Xavier Carbonell*
Al cubano le aterrorizan ciertos espacios de la isla que son, por excelencia, el centro de su asfixia: la tienda o bodega, en la cual se reciben los alimentos racionados por la célebre «libreta de abastecimiento»; el hospital, tan gratuito como sórdido; la estación de policía, tan semejante al infierno que es preferible ser monje antes que criminal; y en general todo aquel sitio en que se acumule un número —siempre desmedido y sudoroso— de cordiales vecinos.
En este catálogo de lugares fantásticos debe figurar la terminal de ómnibus, capaz de generar colas tan populosas y violentas que son, a la vez, ring de boxeo y campo de atletismo. Cada una de estas circunstancias, lamentablemente, puede funcionar como resumen de lo que la isla ha venido soportando desde el Período Especial.
La suma de carencias nunca satisfechas conduce a la deshumanización, a la frustración y —utilizando la durísima expresión de un narrador español— a una especie de cáncer en el alma. En el cine y la literatura de los noventa, hasta llegar a nuestro tiempo, estos espacios adquirieron una carga simbólica extraordinaria.
Juan Carlos Tabío —que ya había interpretado la decadencia de Cuba en Fresa y Chocolate— proporcionó otra lectura de la crisis en Lista de espera (2000). En diez años de Período Especial los dirigentes habían fallado en resucitar nuestra moribunda economía. Pero ese tiempo bastó para que la Gran Decepción corroyera la salud mental y la esperanza de muchos cubanos, que se lanzaron al mar en una travesía desesperada contra la muerte y las inclemencias del Caribe. Son los llamados balseros, que a veces lograron alcanzar la costa norteamericana.
Los que se quedaron en la isla, vieron como todo se transformaba en la pesadilla surrealista que —con mucho humor y acidez— relata Lista de espera. Un grupo de pasajeros espera un autobús, que en Cuba se llama guagua, en medio del desasosiego de varios días sin transporte. Todo el mundo parece estar resignado al maltrato de los funcionarios, al pésimo funcionamiento del sistema, al cinismo de quienes manejan el destino de la terminal, e incluso a la agobiante fealdad del edificio, el calor y la incertidumbre.
------------
PREGUNTAS DE ESTUDIO →
- A) Indique si cada afirmación concuerda con el texto sobre Lista de espera y cite las palabras que lo deciden: (i) la película Lista de espera es del año 2000; (ii) en Cuba al autobús se le llama guagua; (iii) el hospital se presenta como un lugar costoso.
- B) Según el texto sobre Lista de espera, ¿en qué película anterior había interpretado Juan Carlos Tabío la decadencia de Cuba?
- C) Continúe el texto sobre Lista de espera a partir de su última oración.

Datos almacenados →
------------
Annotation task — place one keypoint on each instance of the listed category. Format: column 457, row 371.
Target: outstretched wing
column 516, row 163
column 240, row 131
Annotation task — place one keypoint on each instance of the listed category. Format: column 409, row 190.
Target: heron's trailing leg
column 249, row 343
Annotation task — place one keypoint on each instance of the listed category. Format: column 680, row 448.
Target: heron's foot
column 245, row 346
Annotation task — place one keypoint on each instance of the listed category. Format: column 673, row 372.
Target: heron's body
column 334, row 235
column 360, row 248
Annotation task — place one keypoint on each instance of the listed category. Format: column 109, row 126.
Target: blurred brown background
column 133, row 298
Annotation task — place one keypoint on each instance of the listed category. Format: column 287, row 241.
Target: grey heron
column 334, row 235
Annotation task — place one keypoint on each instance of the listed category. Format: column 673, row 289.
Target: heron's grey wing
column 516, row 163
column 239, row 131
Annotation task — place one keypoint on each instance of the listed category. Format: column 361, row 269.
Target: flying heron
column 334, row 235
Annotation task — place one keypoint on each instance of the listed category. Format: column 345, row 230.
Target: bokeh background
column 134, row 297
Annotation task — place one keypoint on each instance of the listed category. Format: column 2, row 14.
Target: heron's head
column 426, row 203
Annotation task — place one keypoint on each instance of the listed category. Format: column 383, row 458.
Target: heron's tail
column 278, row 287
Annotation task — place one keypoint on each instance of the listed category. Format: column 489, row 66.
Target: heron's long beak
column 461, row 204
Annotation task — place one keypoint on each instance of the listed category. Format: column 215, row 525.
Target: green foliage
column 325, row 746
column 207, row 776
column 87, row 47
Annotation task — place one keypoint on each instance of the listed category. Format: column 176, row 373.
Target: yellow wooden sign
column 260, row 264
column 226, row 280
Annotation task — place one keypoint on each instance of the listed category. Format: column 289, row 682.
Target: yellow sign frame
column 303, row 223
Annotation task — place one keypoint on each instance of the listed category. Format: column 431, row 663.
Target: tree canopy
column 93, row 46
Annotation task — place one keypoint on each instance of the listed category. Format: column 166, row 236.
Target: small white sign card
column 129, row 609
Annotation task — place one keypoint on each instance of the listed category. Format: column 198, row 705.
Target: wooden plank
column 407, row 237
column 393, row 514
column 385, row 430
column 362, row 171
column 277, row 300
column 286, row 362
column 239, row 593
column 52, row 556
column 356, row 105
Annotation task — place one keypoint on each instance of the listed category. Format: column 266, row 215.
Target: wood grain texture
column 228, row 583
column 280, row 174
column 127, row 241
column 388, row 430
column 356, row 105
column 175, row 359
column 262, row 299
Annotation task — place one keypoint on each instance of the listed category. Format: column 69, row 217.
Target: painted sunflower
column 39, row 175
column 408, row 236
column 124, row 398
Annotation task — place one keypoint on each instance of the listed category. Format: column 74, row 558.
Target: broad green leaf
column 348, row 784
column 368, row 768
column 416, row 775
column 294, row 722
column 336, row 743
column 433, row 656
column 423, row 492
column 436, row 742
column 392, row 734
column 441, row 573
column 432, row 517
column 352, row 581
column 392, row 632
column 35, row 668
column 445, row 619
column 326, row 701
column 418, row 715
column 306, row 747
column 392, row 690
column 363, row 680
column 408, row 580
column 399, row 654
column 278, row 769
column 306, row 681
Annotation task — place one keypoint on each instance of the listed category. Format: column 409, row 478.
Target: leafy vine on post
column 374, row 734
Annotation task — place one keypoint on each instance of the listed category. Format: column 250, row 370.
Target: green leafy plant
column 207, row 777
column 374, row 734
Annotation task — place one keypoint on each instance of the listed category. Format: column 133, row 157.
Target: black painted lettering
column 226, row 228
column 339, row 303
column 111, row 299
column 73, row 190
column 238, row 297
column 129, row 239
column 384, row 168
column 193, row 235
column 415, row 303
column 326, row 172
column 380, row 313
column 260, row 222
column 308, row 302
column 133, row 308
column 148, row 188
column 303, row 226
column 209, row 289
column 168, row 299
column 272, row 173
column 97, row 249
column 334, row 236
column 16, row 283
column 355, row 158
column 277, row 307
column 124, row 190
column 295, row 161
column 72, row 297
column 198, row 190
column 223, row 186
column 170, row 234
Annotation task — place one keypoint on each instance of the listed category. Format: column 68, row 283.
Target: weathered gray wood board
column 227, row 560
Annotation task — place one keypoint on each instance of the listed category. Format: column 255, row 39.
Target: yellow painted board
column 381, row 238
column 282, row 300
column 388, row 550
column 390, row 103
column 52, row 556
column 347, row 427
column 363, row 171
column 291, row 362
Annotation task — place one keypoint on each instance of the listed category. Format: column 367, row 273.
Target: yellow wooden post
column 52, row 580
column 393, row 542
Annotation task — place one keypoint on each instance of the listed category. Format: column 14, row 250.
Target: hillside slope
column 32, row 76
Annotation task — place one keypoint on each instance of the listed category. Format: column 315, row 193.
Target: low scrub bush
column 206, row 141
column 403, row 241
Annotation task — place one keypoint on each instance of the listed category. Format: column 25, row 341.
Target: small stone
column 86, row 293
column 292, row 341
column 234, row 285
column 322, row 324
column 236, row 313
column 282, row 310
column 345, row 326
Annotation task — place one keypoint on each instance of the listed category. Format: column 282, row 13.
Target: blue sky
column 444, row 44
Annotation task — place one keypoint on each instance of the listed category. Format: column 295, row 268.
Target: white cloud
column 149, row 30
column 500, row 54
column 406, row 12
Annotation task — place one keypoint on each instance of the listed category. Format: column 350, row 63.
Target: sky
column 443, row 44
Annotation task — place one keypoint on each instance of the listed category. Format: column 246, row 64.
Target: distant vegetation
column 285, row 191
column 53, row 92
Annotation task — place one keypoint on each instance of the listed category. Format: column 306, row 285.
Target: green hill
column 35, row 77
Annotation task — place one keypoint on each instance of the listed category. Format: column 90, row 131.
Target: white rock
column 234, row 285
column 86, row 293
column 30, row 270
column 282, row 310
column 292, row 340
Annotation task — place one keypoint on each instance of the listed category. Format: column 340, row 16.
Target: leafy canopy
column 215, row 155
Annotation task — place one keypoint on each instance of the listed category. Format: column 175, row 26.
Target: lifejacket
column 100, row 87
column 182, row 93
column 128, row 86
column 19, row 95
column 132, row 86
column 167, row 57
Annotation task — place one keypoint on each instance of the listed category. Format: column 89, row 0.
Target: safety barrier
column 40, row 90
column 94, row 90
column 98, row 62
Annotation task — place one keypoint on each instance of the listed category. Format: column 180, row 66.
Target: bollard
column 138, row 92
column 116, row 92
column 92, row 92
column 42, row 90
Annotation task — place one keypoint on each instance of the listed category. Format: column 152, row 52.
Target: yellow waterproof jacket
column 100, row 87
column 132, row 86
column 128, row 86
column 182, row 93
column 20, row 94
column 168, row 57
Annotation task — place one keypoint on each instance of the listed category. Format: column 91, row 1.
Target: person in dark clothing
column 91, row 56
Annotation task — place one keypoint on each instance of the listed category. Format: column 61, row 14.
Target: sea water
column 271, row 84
------------
RESPUESTAS →
- A)
(i) Sí: «en Lista de espera (2000)».
(ii) Sí: «un autobús, que en Cuba se llama guagua».
(iii) No: «el hospital, tan gratuito como sórdido».

- B) En Fresa y Chocolate.

- C)
Esperar que la guagua —o que el país— se arregle es tan ingenuo como aguardar las piezas de repuesto que vengan de la desaparecida Unión Soviética. No hay quien dirija ni quien ponga orden: la cola debe organizarse a sí misma si quiere sobrevivir.
No obstante, la película no solo articula una visión total, sino que va a la vida individual de la gente, que ya no se siente parte de la masa sino para protestar o dejarse abatir por la depresión histórica. Ese hombre nuevo que representaba el David de Fresa y Chocolate se diluye en Emilio, el joven arquitecto que llega a la terminal para retornar a Santiago de Cuba. Significativamente, ambos personajes son interpretados por Vladimir Cruz.
Jóvenes, viejos, ciegos, niños, hombres y mujeres, gente buena y bandoleros de feria, creyentes de todas las religiones o más ateos que Lenin; Lista de espera estudia la terminal como laboratorio o como radiografía de lo que sucedió con la Cuba nacida con la muerte del socialismo ruso.
La conclusión es clara. No hay felicidad sino en las cosas simples y de siempre: el amor, el sexo, la amistad, el juego o la comida —que nadie, en principio, quiere ni puede compartir.
A medida que transcurre el filme, los pasajeros asumen que no hay otra escapatoria sino luchar contra la frustración ellos mismos, porque nada se puede esperar ya de dirigentes ni de promesas. Las paredes de la terminal se pintan, la guagua puede arreglarse y el mundo, que antes se veía en el blanco y negro postsoviético, ahora vuelve a ser cálido y amable.
Al final, por supuesto, llega el amanecer y cada uno descubre, con la tristeza del pobre, que todos han soñado el mismo sueño y que esa utopía solo existió en la melancolía y el deseo de una isla que no fuera tan hostil ni tan inmerecida.
No obstante, ni los fantasmas de la ficción ni los cubanos de carne y hueso pudimos olvidar cuál era el sabor del paraíso. Con mucho cansancio y una acumulación demasiado densa de recuerdos, cada quien echó a andar por caminos diferentes. Cuba era ese sueño agridulce que, como todas las utopías, fue un amor que se perdió.